What to do:
a – Translate this sentence from the passage on the energy absorption technique into Spanish: "There is a correlation between the operating frequency of the transponder 19 and the temperature of the transponder 19."
b – Write the next few sentences of the passage on the energy absorption technique, picking up right after its final sentence.

Source extract:
____________________

Another technique for sensing the temperature is referred to herein as the “energy absorption technique.” A temperature unstable antenna coil 106, connected the transponder 19, absorbs energy from the interrogation reader field 128 at different frequencies depending on the temperature of the transponder 19. There is a correlation between the operating frequency of the transponder 19 and the temperature of the transponder 19. The frequency at which the temperature unstable antenna coil 106 absorbs maximum energy from the field 128, referred to herein as the “maximum energy absorption frequency,” may be correlated to the temperature of the transponder 19. The temperature of the container 30 and/or its contents 28 may be ascertained from the temperature of the transponder 19. This technique can be used to determine the temperature of the container 30 and/or its contents 28 at interrogation points when the transponder 19 is being interrogated by an interrogation reader 120. This technique does not apply to temperature determination while the container 30 is in transit between various interrogation points, since an interrogation reader 120, or other similar device, is required.

____________________

Records supplied:
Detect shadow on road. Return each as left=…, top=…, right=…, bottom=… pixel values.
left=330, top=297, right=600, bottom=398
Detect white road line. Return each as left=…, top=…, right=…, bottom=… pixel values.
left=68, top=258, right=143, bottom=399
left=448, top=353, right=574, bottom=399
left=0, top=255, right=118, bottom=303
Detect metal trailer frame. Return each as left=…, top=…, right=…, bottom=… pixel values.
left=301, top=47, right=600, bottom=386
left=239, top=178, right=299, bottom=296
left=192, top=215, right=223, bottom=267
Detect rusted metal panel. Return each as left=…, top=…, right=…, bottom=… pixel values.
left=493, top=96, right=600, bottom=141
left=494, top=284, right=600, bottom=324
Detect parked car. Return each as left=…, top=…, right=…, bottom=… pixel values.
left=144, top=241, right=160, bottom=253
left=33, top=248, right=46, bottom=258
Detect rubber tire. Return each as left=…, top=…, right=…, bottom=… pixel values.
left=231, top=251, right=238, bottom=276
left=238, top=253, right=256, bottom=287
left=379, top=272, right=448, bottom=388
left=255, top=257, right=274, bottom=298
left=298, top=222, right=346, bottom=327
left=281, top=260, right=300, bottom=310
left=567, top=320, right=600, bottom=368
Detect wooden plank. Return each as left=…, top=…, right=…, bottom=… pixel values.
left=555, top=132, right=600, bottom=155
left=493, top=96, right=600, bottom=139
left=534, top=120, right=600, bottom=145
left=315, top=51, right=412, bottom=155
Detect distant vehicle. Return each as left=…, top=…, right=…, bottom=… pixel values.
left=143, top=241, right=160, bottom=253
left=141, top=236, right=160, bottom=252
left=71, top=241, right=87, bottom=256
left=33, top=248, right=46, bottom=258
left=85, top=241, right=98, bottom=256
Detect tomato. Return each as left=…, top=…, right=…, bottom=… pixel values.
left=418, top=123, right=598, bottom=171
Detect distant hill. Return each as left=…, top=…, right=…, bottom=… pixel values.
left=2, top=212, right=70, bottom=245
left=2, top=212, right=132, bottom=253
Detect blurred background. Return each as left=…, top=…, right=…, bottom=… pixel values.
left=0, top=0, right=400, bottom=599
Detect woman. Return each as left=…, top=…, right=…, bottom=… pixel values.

____________________

Task-by-task outputs:
a – Existe una correlación entre la frecuencia de funcionamiento del transpondedor 19 y la temperatura del transpondedor 19.

b –
Absorption of energy at a certain frequency is related to the temperature at a particular operating frequency of a transponder 19. The transponder 19 operating frequency is defined below as:

Frequency = 1 2 π ( LC ) 1 / 2
L represents the inductance of the antenna coil 109, and C represents the capacitance of the tuning capacitor 103.

At initialization of the transponder 19, the interrogation reader 120 emits varying frequencies to determine maximum energy absorption frequency from the field 128 by the transponder 19. During the initialization, the current temperature is known by interrogation reader 120 through use of its own temperature sensor or other temperature sensing device. Once the maximum energy absorption frequency is determined, the interrogation reader 120 communicates the actual temperature being measured by the interrogation reader 120 and the maximum energy absorption frequency of the transponder 19 to the transponder 19 for storage in memory 108. The interrogation reader 120 determines the maximum energy absorption frequency from the field 128 by the transponder 19 in a number of ways, such as determining when there is a voltage drop at the antenna 124 of the interrogation reader 120. At a later point in time when the transponder 19 is within the interrogation reader field 128, the interrogation reader 120 again interrogates the transponder 19 to determine its new maximum energy absorption frequency. The interrogation reader 120 also retrieves the calibrated temperature and maximum absorption frequency previously stored within the transponder 19. A temperature is determined as a function of the difference between the first or calibrated maximum energy absorption frequency of the transponder 19 and the second maximum energy absorption frequency. The interrogation reader 120 perform this determination and correlates such to a corresponding temperature of the transponder 19 during its journey.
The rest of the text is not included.